Data for this task —
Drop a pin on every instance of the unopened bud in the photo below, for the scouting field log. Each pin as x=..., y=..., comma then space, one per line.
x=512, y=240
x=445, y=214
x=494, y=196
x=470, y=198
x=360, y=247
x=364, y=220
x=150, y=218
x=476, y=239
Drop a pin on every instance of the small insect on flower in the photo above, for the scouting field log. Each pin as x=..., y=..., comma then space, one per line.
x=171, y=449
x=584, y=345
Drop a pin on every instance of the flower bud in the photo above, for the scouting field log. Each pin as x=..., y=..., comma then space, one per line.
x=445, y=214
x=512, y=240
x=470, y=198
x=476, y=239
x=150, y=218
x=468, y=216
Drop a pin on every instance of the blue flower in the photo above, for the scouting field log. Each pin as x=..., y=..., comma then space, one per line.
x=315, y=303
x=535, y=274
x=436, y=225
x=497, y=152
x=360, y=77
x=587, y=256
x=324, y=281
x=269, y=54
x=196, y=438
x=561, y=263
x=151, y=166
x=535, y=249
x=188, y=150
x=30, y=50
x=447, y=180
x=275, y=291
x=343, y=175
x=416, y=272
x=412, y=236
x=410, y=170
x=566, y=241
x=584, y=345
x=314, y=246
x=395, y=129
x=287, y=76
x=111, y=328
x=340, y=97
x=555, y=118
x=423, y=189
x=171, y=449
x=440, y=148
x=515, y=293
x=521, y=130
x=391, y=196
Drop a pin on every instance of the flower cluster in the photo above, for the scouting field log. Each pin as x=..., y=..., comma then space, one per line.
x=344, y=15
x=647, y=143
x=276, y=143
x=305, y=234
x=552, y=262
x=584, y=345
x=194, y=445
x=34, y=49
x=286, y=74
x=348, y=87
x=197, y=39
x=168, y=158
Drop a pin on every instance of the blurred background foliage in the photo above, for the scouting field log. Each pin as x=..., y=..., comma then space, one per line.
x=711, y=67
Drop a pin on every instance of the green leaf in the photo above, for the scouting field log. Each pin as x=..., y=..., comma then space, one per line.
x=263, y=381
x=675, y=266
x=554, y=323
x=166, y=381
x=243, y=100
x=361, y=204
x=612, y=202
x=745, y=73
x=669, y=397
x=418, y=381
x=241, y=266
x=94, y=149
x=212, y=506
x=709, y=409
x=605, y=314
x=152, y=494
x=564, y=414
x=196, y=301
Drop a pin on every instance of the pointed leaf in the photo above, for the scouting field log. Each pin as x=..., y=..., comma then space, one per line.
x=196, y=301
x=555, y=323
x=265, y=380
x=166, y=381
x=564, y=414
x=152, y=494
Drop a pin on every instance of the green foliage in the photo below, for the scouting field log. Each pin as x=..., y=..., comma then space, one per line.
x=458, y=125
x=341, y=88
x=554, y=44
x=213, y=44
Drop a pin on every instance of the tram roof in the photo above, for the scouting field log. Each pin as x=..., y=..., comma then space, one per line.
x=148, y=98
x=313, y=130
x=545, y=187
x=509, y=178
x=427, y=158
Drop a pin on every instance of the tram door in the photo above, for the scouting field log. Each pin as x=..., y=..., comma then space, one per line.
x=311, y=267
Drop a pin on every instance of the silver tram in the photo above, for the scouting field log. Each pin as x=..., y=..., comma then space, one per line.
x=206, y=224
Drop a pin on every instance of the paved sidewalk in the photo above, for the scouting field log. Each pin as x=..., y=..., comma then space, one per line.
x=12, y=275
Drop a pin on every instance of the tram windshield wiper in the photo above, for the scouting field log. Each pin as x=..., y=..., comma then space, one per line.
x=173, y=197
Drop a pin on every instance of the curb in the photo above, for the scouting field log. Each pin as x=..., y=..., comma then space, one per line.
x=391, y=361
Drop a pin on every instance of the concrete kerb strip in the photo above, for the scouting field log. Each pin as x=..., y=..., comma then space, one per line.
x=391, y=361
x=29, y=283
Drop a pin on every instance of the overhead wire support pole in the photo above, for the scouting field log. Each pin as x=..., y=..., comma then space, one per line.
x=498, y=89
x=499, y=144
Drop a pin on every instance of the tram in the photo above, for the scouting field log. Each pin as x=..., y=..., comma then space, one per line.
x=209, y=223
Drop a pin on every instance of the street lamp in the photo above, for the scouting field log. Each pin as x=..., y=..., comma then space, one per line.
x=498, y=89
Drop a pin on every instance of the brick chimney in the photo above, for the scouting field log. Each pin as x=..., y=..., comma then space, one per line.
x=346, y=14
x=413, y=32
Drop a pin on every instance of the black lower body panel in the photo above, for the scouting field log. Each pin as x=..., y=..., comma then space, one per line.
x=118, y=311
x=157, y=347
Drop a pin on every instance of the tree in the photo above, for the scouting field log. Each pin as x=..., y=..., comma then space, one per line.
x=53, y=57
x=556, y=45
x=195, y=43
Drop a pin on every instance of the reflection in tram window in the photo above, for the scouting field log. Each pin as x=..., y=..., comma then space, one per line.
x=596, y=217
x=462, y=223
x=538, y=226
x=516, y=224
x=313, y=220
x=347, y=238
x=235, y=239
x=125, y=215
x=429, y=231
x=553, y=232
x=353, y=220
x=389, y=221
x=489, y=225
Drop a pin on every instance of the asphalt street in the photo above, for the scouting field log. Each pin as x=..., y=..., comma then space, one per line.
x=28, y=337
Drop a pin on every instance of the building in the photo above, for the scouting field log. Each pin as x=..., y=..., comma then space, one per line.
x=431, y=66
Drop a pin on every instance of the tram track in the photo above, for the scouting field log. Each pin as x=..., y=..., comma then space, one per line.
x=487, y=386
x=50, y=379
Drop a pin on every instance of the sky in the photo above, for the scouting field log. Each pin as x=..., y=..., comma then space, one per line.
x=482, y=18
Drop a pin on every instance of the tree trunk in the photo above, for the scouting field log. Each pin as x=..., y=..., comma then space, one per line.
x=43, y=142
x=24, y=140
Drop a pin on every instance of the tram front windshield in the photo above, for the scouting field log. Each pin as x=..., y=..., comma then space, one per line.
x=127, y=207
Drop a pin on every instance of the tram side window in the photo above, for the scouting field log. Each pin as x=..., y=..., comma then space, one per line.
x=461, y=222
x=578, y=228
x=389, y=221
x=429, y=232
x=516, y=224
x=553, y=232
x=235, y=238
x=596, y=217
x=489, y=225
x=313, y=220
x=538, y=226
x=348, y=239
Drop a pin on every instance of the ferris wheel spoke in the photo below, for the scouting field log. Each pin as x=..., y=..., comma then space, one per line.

Exercise objective — Quote every entry exactly.

Exercise output —
Drop a pin on every instance of the unopened bud in the photo below, for the scouting field log. Each pin as x=..., y=..., comma then space, one per line.
x=512, y=240
x=445, y=214
x=494, y=196
x=470, y=198
x=360, y=247
x=364, y=220
x=150, y=218
x=476, y=239
Drop a pin on every instance of the small insect on flower in the photo above, for the scouting field log. Each pin as x=..., y=..., comma then space, one per line.
x=171, y=449
x=584, y=345
Drop a pin on every instance of the flower bud in the photo above, for the scouting field log. Each pin as x=..., y=..., comma then space, one per line.
x=445, y=214
x=512, y=240
x=470, y=198
x=476, y=239
x=150, y=218
x=468, y=216
Drop a pin on every instance of the blue flower in the photo above, for the scouting field log. Each pin as x=..., y=..., comma then space, one per line.
x=315, y=303
x=535, y=274
x=436, y=225
x=497, y=152
x=360, y=77
x=587, y=256
x=324, y=281
x=269, y=54
x=196, y=438
x=561, y=263
x=151, y=166
x=535, y=249
x=188, y=150
x=30, y=50
x=447, y=180
x=275, y=291
x=343, y=175
x=416, y=272
x=412, y=236
x=410, y=170
x=566, y=241
x=584, y=345
x=314, y=246
x=395, y=129
x=287, y=76
x=111, y=328
x=340, y=97
x=555, y=118
x=423, y=189
x=171, y=449
x=440, y=148
x=515, y=293
x=521, y=130
x=391, y=196
Drop a pin on every instance of the flower cluster in the photo above, for the scouting field log. Each pin as x=..., y=..., comma then space, one per line.
x=344, y=15
x=647, y=143
x=276, y=143
x=305, y=234
x=552, y=262
x=584, y=345
x=194, y=445
x=34, y=49
x=286, y=74
x=348, y=87
x=197, y=39
x=168, y=158
Drop a pin on every instance of the blurred background foliage in the photo above, for the scouting field log. Each pin as x=..., y=..., comma then space, one per line.
x=711, y=67
Drop a pin on every instance of the green leaf in the photo above, for the scouting field log. Each pin as x=..., y=..., comma then space, one per line.
x=263, y=381
x=675, y=266
x=554, y=323
x=166, y=381
x=243, y=100
x=361, y=204
x=612, y=202
x=745, y=73
x=669, y=397
x=418, y=381
x=241, y=266
x=94, y=149
x=212, y=506
x=709, y=409
x=605, y=314
x=152, y=494
x=564, y=414
x=196, y=301
Drop a pin on every instance of the pointed leaf in the photo above, for the scouting field log. Each pin as x=..., y=..., comma then space, one per line.
x=196, y=301
x=555, y=323
x=265, y=380
x=166, y=381
x=564, y=414
x=152, y=494
Drop a pin on every instance of the green foliage in the photo below, for the scouting field log. Each pin as x=..., y=..., comma then space, one per line.
x=458, y=125
x=341, y=88
x=554, y=44
x=213, y=44
Drop a pin on every instance of the tram roof in the photo above, for the scouting field log. Each pin as x=..., y=..., comma then space, one per line.
x=148, y=98
x=313, y=130
x=545, y=187
x=509, y=178
x=427, y=158
Drop a pin on every instance of the tram door in the photo above, for the scouting field log. Each pin as x=..., y=..., comma then space, one per line.
x=311, y=267
Drop a pin on every instance of the silver tram in the photo above, for the scouting field log. Each pin as x=..., y=..., comma then space, one per line.
x=206, y=224
Drop a pin on every instance of the paved sidewalk in the photo above, for the scouting field log. Each pin as x=..., y=..., comma then space, one per line.
x=12, y=275
Drop a pin on every instance of the tram windshield wiper in the photo above, for the scouting field log. Each pin as x=..., y=..., comma then space, one per line.
x=173, y=197
Drop a pin on every instance of the curb in the photo above, for the scouting field log. Each pin as x=..., y=..., comma then space, one per line.
x=391, y=361
Drop a pin on every instance of the concrete kerb strip in the photo above, for the scouting field log. Each pin as x=..., y=..., comma then space, one per line.
x=391, y=361
x=29, y=283
Drop a pin on every instance of the overhead wire support pole in the photo above, for the scouting field log. Each pin as x=..., y=..., comma then space, one per line.
x=498, y=89
x=499, y=144
Drop a pin on every instance of the tram in the photo above, for the scouting field log. Each pin as x=..., y=..., comma then space, one per line.
x=209, y=223
Drop a pin on every instance of the street lamp in the photo above, for the scouting field log. Each pin as x=..., y=..., comma then space, one per line.
x=498, y=89
Drop a pin on every instance of the brick chimney in the photo above, for the scouting field log. Each pin as x=..., y=..., comma then space, one per line.
x=346, y=14
x=413, y=32
Drop a pin on every instance of the black lower body panel in the photo above, for the scouting field log. Each pin as x=..., y=..., comma then space, one per line.
x=118, y=311
x=157, y=347
Drop a pin on every instance of the tree in the photo above, for the scouting field log. Each pin as x=..., y=..., comma then space, one per line.
x=53, y=57
x=556, y=45
x=195, y=43
Drop a pin on every instance of the reflection in tram window in the photo above, for the scouting field log. Each pin as x=..., y=..., comma then space, one per line.
x=596, y=217
x=462, y=223
x=538, y=226
x=516, y=224
x=313, y=220
x=347, y=238
x=235, y=239
x=125, y=215
x=429, y=231
x=553, y=232
x=353, y=220
x=389, y=221
x=489, y=225
Drop a pin on every instance of the asphalt street in the photo above, for the scouting field log. Each pin as x=..., y=..., comma then space, one per line.
x=28, y=337
Drop a pin on every instance of the building in the photo above, for the scouting field log. Each pin as x=..., y=..., comma then space, one per line.
x=431, y=66
Drop a pin on every instance of the tram track in the photo above, for the scouting field log. Each pin as x=..., y=..., comma then space, one per line.
x=487, y=386
x=50, y=379
Drop a pin on every instance of the sky in the photo above, for the scouting field log. Each pin as x=..., y=..., comma then space, one per line.
x=482, y=18
Drop a pin on every instance of the tree trunk in the photo above, for the scouting field log. Each pin as x=..., y=..., comma then space, one per line.
x=43, y=142
x=24, y=140
Drop a pin on every instance of the tram front windshield in the photo above, for the scouting field log. Each pin as x=..., y=..., comma then space, one per line.
x=127, y=207
Drop a pin on every instance of the tram side window in the photo above, for the scouting field log. Each pin as x=..., y=..., comma then space, one per line.
x=461, y=222
x=578, y=228
x=389, y=221
x=429, y=232
x=516, y=224
x=553, y=232
x=235, y=238
x=596, y=217
x=489, y=225
x=313, y=220
x=538, y=226
x=348, y=239
Drop a pin on every instance of the ferris wheel spoke in the photo below, for the scouting field log. Each pin as x=..., y=..., comma then space, one per line.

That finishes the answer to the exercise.